>>

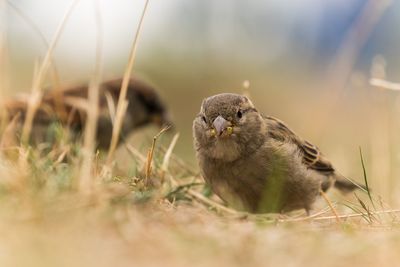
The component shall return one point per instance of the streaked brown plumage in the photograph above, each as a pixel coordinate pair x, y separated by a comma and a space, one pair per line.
145, 107
256, 163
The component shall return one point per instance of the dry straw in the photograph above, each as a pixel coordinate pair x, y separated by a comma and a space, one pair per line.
122, 102
36, 91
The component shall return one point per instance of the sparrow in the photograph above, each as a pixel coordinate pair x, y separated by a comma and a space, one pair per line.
256, 163
62, 106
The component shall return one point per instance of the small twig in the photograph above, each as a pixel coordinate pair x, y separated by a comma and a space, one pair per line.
150, 153
168, 154
37, 83
345, 216
122, 103
330, 205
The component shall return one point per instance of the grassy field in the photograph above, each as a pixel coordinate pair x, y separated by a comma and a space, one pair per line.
146, 204
159, 213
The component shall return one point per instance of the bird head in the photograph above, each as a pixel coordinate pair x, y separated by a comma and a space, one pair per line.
227, 127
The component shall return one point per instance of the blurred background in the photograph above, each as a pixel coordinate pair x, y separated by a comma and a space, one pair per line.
307, 62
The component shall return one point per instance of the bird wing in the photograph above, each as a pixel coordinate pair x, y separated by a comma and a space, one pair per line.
311, 155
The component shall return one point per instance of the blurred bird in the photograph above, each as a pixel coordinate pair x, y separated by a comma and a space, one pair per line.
66, 107
256, 163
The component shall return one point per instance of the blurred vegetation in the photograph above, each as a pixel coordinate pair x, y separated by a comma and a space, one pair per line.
289, 54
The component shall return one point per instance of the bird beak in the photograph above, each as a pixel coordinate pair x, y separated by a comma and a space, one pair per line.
220, 125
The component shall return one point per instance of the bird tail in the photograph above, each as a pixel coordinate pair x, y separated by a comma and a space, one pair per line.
346, 185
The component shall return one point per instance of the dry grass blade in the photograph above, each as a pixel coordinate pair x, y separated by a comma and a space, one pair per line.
344, 216
168, 154
383, 84
121, 105
29, 21
86, 178
365, 178
37, 83
150, 153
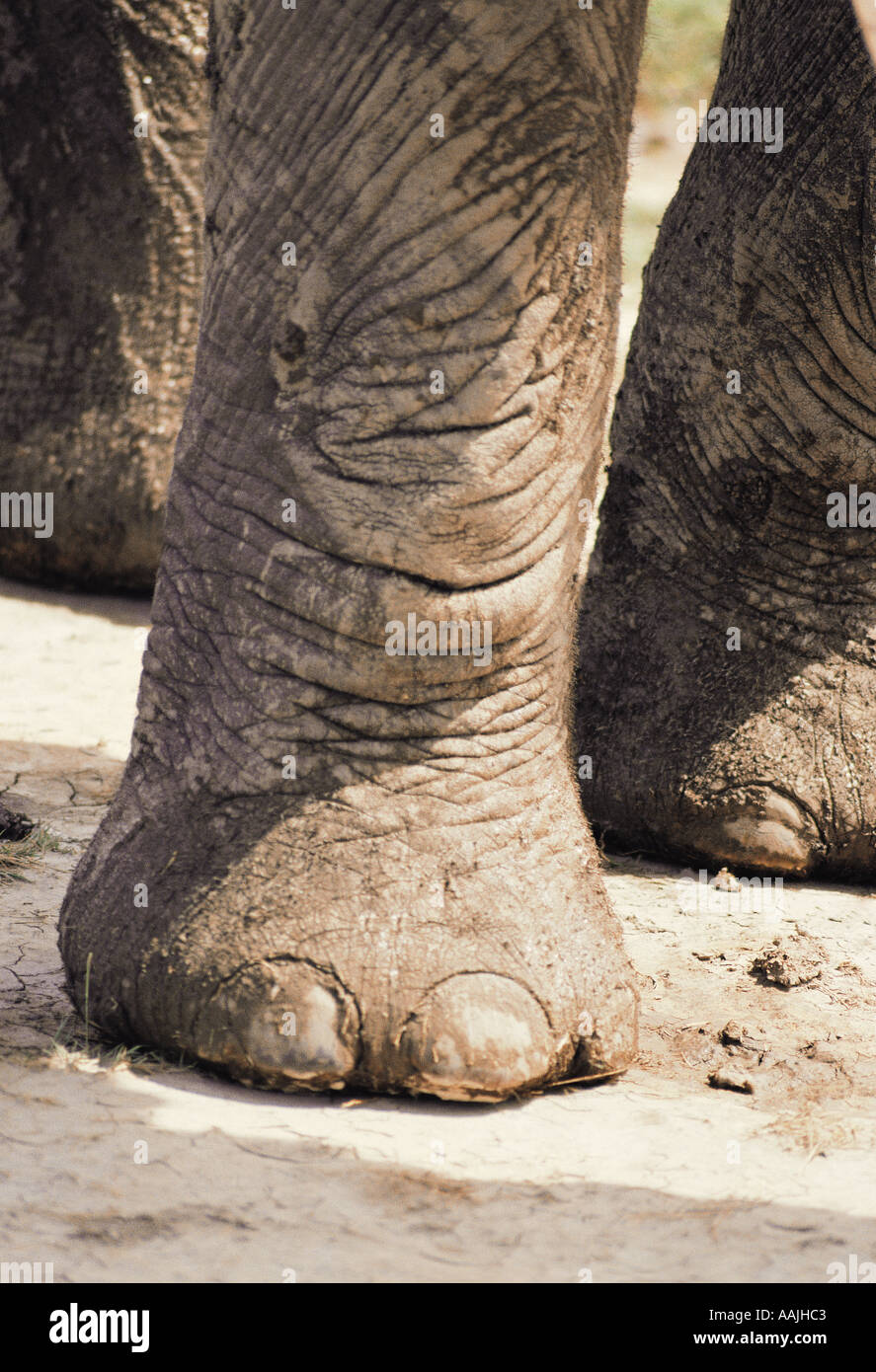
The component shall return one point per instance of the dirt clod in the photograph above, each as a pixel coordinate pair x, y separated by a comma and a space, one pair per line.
14, 826
790, 962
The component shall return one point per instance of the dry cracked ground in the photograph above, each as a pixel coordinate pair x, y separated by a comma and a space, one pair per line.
739, 1147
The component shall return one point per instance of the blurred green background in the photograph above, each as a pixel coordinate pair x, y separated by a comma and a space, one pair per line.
678, 67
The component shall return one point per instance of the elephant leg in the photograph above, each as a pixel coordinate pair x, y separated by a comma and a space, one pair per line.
348, 850
103, 118
727, 688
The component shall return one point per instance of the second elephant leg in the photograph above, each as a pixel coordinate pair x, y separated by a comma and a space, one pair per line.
728, 633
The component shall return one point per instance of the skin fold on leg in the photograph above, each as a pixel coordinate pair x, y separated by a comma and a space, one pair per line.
330, 864
727, 683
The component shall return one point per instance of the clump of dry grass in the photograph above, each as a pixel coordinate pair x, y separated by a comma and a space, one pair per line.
17, 857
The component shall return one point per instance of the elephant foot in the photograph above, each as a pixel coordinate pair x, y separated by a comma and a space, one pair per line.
728, 633
358, 942
700, 741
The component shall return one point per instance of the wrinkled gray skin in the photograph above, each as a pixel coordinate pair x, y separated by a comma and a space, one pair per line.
99, 274
716, 514
419, 907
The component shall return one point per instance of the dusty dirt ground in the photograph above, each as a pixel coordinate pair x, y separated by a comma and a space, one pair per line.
116, 1167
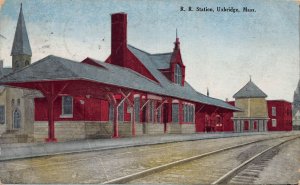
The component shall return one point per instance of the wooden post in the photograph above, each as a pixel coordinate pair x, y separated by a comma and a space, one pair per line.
51, 126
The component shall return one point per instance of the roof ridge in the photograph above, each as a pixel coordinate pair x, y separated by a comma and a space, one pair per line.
139, 49
250, 90
166, 53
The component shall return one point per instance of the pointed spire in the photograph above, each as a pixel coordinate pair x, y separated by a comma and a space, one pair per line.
177, 43
21, 45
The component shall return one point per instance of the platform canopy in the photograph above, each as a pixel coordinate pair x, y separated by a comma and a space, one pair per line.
60, 70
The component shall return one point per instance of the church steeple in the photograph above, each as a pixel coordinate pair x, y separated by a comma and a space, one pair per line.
21, 50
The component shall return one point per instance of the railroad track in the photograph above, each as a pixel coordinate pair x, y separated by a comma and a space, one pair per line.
248, 171
242, 174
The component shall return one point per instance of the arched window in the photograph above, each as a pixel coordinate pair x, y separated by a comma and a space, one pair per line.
177, 74
67, 105
17, 64
17, 118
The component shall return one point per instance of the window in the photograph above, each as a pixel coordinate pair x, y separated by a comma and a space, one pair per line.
17, 64
177, 74
175, 111
273, 111
111, 112
158, 116
121, 112
17, 118
274, 122
2, 114
137, 108
67, 105
188, 113
151, 110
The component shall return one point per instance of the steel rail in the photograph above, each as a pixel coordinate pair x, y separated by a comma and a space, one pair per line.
232, 173
163, 167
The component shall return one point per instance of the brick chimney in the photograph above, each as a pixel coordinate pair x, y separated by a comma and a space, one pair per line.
119, 39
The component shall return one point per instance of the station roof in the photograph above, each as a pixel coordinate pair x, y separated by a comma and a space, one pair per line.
57, 68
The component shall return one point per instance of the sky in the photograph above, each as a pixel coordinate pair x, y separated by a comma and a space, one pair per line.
219, 49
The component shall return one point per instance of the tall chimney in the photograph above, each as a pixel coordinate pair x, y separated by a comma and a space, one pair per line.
118, 39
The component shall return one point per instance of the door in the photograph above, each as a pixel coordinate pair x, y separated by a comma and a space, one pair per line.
165, 116
16, 119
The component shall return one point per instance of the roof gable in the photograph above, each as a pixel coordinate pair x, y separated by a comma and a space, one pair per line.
250, 90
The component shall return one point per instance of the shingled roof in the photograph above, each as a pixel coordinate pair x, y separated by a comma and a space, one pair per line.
250, 90
21, 45
64, 69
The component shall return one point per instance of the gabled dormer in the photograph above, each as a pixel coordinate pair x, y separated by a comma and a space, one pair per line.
177, 67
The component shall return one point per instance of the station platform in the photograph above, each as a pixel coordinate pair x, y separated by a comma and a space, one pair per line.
30, 150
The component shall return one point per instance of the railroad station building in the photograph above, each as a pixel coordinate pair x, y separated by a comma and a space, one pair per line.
131, 93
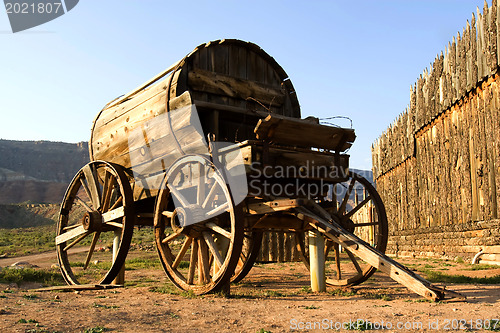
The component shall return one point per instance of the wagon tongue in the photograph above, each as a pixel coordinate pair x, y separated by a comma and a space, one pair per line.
322, 221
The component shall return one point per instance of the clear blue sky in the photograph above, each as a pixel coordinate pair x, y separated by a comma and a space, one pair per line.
350, 58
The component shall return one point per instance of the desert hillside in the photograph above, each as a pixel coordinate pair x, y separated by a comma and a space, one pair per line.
38, 171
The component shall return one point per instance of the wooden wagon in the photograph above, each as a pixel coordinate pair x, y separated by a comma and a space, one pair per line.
210, 153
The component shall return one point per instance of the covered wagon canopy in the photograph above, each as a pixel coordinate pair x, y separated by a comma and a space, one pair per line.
225, 75
229, 88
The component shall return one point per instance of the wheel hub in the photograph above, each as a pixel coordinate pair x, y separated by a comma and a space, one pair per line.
92, 221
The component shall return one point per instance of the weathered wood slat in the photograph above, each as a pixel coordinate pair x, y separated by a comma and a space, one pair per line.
311, 134
226, 85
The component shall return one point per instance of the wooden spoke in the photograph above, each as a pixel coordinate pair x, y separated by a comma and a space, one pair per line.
193, 262
93, 185
218, 210
182, 252
83, 204
358, 207
167, 213
117, 203
170, 238
91, 250
201, 185
107, 189
211, 264
213, 248
85, 187
98, 186
178, 195
334, 197
115, 224
218, 229
210, 195
203, 262
346, 197
70, 234
336, 248
114, 214
76, 241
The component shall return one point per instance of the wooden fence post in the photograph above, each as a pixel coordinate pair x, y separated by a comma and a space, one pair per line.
317, 261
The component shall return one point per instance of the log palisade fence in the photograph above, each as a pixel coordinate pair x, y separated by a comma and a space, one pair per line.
437, 167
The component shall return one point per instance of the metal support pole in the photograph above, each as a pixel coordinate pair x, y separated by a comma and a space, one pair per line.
120, 278
317, 261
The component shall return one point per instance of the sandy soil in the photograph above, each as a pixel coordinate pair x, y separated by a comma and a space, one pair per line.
273, 298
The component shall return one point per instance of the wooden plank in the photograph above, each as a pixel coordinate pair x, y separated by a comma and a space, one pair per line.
225, 85
311, 134
481, 57
93, 185
70, 235
490, 121
362, 250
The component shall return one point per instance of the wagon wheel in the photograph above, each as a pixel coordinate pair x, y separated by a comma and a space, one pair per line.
359, 210
197, 227
96, 211
249, 253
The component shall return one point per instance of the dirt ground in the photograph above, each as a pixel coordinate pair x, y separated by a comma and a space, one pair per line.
272, 298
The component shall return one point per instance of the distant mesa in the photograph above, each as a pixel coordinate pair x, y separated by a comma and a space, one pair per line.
38, 171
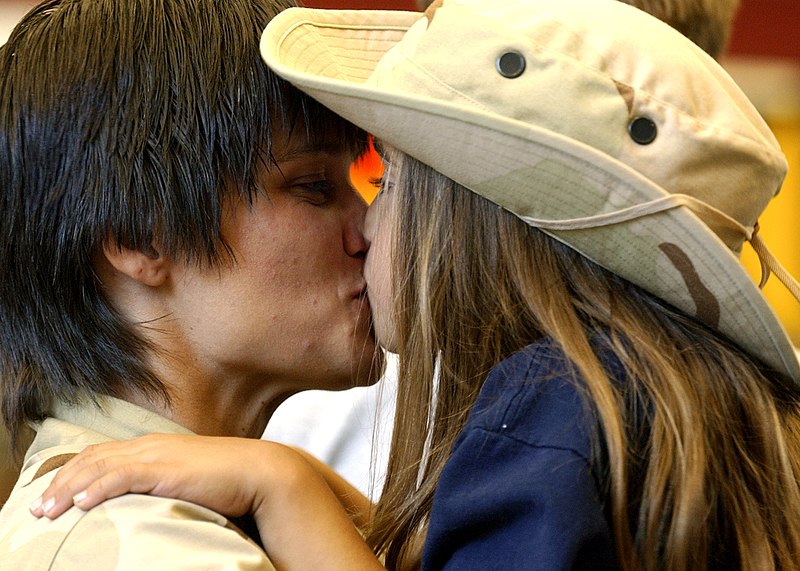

<<

Assigned task:
The answer should contain only the lines from the one with "The component shall return one point per instance of the sandy" through the last line of the material, given word for word and without pictures.

Exercise output:
The component shall return one point per instance of the sandy soil in the photograph above, each as a pixel coordinate pair x, y separated by a comma and a space, one pair per line.
273, 298
The component shall return one point per instance of the wooden plank in the photograph above, each as a pixel coordinate pair x, y separated by a comma and a space, one pair per line.
225, 85
311, 134
481, 57
93, 185
70, 235
490, 121
362, 250
The component shall return one point per instance of the wagon wheel in the photograph above, each as a pixel coordinate pair x, y separated by a comma and a space, one pair per line.
359, 210
197, 227
96, 211
249, 253
The component shall return one point per instance of the dirt ground in the photograph above, each as a pixel coordinate pair x, y separated by a comma and a space, one pair per line.
272, 298
The component shall return one point per instance of the distant mesa in the photograph above, each as a pixel coordinate pair x, y separated by a comma and a space, one pair per line.
38, 171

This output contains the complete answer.